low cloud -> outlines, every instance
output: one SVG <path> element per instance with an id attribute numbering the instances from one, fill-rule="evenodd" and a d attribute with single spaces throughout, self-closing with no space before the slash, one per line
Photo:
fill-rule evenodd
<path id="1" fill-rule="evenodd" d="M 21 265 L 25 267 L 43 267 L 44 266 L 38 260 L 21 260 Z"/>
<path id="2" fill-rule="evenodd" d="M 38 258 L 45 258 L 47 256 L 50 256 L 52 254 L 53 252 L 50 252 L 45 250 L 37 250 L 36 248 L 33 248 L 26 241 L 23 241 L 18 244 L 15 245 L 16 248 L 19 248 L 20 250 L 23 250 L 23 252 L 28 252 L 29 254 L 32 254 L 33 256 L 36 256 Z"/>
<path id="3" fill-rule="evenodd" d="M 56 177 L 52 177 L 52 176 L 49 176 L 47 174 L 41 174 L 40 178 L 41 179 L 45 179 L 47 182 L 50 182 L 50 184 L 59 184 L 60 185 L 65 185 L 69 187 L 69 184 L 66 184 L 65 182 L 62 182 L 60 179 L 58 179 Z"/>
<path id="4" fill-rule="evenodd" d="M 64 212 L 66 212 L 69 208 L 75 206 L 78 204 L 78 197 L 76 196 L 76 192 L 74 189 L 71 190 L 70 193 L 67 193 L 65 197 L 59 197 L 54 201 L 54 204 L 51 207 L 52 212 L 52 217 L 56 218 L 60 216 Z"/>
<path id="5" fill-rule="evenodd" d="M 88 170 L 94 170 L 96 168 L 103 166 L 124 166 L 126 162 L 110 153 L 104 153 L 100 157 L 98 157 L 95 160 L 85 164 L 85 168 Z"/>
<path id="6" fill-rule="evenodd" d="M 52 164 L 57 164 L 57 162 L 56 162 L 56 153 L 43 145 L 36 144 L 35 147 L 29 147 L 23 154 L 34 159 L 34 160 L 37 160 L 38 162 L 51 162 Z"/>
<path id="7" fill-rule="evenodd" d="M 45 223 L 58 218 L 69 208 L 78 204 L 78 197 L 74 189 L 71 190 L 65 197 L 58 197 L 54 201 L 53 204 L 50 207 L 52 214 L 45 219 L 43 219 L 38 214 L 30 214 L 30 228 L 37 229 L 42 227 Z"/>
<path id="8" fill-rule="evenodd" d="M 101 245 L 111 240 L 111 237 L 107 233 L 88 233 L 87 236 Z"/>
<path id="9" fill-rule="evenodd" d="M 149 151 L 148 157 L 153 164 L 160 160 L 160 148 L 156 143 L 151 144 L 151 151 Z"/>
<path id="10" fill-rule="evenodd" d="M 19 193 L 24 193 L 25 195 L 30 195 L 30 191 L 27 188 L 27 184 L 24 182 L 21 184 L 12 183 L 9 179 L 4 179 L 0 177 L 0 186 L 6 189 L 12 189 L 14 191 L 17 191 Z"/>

________

• Compito da svolgere:
Trascrivi tutte le voci qui sopra, riga per riga, senza cambiare nulla.

• Risultato:
low cloud -> outlines, every instance
output: one SVG <path> element per instance with an id attribute numbering the instances from one, fill-rule="evenodd" and a d attribute with single spaces throughout, self-closing with no space before the slash, one per line
Photo:
fill-rule evenodd
<path id="1" fill-rule="evenodd" d="M 21 265 L 25 267 L 43 267 L 44 266 L 38 260 L 21 260 Z"/>
<path id="2" fill-rule="evenodd" d="M 38 258 L 45 258 L 47 256 L 50 256 L 52 254 L 53 252 L 50 252 L 45 250 L 37 250 L 36 248 L 33 248 L 26 241 L 23 241 L 18 244 L 15 245 L 16 248 L 19 248 L 20 250 L 23 250 L 23 252 L 28 252 L 29 254 L 32 254 L 33 256 L 36 256 Z"/>
<path id="3" fill-rule="evenodd" d="M 56 177 L 52 177 L 52 176 L 49 176 L 47 174 L 41 174 L 40 178 L 41 179 L 45 179 L 47 182 L 50 182 L 50 184 L 59 184 L 60 185 L 65 185 L 69 187 L 69 184 L 66 184 L 65 182 L 62 182 L 60 179 L 58 179 Z"/>
<path id="4" fill-rule="evenodd" d="M 64 212 L 66 212 L 69 208 L 75 206 L 78 204 L 78 197 L 76 196 L 76 192 L 74 189 L 71 190 L 70 193 L 67 193 L 65 197 L 59 197 L 54 201 L 54 204 L 51 207 L 52 212 L 52 217 L 56 218 L 60 216 Z"/>
<path id="5" fill-rule="evenodd" d="M 88 170 L 94 170 L 96 168 L 103 166 L 124 166 L 126 162 L 110 153 L 104 153 L 100 157 L 98 157 L 95 160 L 85 164 L 85 168 Z"/>
<path id="6" fill-rule="evenodd" d="M 52 164 L 57 164 L 57 162 L 56 162 L 56 153 L 43 145 L 36 144 L 35 147 L 29 147 L 23 154 L 34 159 L 34 160 L 37 160 L 38 162 L 51 162 Z"/>
<path id="7" fill-rule="evenodd" d="M 45 223 L 58 218 L 69 208 L 78 204 L 78 197 L 74 189 L 71 190 L 65 197 L 58 197 L 54 201 L 53 204 L 50 207 L 52 214 L 45 219 L 43 219 L 38 214 L 30 214 L 30 228 L 37 229 L 42 227 Z"/>
<path id="8" fill-rule="evenodd" d="M 101 245 L 111 240 L 111 237 L 107 233 L 88 233 L 87 236 Z"/>
<path id="9" fill-rule="evenodd" d="M 149 151 L 148 157 L 153 164 L 160 160 L 160 148 L 156 143 L 151 144 L 151 151 Z"/>
<path id="10" fill-rule="evenodd" d="M 19 193 L 24 193 L 25 195 L 30 195 L 30 191 L 27 188 L 27 184 L 24 182 L 21 184 L 12 183 L 9 179 L 4 179 L 0 177 L 0 186 L 6 189 L 12 189 L 14 191 L 17 191 Z"/>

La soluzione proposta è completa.